▶ What you will do: In the data, find each line where the word "pants" appears and list that line.

▶ Exercise data:
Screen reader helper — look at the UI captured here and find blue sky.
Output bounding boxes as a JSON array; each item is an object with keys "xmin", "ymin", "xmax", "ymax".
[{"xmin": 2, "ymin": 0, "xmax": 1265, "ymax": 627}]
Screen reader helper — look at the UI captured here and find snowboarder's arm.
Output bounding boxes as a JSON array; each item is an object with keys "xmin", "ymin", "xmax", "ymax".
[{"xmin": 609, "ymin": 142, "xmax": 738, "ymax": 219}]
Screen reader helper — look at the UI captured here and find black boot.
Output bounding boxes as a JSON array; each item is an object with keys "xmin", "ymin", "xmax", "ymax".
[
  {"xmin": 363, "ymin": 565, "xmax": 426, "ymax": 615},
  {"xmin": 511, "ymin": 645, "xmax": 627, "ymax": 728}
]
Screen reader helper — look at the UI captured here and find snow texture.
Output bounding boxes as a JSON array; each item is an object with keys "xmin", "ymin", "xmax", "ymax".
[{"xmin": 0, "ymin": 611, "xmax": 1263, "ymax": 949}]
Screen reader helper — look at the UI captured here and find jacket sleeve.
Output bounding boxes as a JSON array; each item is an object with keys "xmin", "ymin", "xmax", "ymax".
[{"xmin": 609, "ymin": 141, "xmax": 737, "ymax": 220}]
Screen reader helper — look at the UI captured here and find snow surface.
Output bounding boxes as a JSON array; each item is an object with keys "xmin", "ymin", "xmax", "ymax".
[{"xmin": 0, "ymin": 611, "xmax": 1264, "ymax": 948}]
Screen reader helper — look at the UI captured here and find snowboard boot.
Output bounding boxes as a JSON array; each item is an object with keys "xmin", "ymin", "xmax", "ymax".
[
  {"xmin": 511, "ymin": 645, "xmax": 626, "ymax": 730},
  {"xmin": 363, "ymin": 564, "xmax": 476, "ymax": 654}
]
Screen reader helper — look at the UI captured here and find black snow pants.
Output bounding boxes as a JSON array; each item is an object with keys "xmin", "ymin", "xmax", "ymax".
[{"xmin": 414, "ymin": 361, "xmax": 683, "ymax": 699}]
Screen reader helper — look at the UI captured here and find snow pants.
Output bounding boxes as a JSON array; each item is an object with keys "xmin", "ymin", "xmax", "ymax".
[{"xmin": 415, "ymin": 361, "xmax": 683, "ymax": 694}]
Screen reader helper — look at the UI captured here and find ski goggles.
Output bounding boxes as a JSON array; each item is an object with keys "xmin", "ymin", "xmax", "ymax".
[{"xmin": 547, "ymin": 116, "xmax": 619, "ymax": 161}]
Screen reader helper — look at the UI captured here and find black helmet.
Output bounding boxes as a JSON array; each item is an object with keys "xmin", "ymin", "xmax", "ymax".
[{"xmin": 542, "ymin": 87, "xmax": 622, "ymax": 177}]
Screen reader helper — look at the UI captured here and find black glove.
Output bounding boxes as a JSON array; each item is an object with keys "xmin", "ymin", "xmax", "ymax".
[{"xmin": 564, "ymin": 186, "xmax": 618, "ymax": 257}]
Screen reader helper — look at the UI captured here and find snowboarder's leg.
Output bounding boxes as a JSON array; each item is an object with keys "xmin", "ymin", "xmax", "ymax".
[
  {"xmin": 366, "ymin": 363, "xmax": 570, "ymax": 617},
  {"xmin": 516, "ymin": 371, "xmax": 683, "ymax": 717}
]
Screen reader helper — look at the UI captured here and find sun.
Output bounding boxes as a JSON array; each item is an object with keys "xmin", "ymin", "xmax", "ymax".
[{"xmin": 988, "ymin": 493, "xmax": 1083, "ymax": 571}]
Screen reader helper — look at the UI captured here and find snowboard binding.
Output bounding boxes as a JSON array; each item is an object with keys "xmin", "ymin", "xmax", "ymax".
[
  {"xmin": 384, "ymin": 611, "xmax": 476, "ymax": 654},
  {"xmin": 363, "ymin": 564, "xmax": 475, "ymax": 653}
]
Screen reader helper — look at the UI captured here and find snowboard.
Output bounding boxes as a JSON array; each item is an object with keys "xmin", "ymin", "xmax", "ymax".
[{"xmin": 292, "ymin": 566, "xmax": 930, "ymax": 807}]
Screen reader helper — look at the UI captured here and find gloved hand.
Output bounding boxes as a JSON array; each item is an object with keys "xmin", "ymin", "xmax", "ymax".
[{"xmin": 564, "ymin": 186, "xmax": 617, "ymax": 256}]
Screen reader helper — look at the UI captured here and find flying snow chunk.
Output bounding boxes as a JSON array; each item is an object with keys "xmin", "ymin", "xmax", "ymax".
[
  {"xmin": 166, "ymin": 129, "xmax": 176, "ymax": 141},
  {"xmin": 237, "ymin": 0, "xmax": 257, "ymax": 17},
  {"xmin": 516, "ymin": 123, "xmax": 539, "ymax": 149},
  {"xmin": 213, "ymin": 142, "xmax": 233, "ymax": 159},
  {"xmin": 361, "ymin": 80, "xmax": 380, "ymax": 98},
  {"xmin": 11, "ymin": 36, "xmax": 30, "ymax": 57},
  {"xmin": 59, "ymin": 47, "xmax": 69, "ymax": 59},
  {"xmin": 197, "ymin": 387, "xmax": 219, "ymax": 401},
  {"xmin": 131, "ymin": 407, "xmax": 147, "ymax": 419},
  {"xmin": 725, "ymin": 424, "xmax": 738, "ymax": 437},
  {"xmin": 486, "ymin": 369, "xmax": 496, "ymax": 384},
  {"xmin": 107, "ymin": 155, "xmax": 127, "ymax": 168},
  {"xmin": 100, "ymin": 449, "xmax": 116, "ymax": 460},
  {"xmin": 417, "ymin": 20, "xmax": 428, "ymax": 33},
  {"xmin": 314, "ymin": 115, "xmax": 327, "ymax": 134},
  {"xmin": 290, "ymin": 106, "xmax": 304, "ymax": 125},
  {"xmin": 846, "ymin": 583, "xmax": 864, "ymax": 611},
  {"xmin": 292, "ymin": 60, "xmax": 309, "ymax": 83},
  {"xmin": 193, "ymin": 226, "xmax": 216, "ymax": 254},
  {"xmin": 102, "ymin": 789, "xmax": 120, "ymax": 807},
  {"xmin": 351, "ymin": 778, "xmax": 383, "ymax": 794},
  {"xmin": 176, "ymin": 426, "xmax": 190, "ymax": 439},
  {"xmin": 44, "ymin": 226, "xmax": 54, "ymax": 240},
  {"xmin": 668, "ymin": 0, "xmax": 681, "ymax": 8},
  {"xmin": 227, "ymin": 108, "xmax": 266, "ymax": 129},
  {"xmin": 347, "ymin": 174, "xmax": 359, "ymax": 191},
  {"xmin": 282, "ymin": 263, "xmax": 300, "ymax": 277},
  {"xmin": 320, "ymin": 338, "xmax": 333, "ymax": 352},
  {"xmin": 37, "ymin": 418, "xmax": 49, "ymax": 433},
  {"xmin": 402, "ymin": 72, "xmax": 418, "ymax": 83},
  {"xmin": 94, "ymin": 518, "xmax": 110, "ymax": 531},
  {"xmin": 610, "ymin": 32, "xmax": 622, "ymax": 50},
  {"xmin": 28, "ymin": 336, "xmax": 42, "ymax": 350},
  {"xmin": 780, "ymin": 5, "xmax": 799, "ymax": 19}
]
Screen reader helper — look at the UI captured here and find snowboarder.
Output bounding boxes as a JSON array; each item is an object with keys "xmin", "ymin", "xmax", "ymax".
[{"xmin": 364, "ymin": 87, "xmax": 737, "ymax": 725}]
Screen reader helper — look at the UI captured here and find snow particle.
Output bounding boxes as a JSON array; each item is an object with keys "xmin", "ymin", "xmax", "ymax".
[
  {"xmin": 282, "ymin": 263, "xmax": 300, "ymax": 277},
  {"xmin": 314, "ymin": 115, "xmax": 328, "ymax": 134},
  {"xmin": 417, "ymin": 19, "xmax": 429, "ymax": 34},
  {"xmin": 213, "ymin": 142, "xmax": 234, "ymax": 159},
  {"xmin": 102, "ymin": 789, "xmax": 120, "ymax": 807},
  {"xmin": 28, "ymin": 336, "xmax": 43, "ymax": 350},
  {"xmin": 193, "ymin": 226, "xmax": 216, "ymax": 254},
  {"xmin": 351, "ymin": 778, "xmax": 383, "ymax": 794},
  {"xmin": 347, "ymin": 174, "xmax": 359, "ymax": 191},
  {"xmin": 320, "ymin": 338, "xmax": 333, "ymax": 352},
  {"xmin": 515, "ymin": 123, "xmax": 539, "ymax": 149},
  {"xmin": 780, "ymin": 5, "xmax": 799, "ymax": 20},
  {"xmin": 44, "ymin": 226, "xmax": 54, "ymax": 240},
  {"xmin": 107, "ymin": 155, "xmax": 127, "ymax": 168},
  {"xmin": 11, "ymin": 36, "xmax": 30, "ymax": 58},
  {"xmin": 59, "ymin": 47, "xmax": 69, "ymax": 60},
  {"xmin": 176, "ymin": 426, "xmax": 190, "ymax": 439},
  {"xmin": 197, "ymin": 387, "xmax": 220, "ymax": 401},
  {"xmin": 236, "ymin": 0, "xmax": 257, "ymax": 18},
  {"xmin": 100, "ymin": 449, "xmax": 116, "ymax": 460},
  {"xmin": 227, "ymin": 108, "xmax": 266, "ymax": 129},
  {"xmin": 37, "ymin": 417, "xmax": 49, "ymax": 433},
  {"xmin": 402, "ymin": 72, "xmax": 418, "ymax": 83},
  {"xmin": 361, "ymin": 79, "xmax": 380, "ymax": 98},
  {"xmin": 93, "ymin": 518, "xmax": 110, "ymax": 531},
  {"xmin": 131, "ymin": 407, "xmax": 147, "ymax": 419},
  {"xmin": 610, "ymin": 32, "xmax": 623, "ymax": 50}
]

▶ Written reply:
Screen reader helper — look at the UI captured here and find black snow pants.
Screen reader helper — look at the UI captured here and find snow pants.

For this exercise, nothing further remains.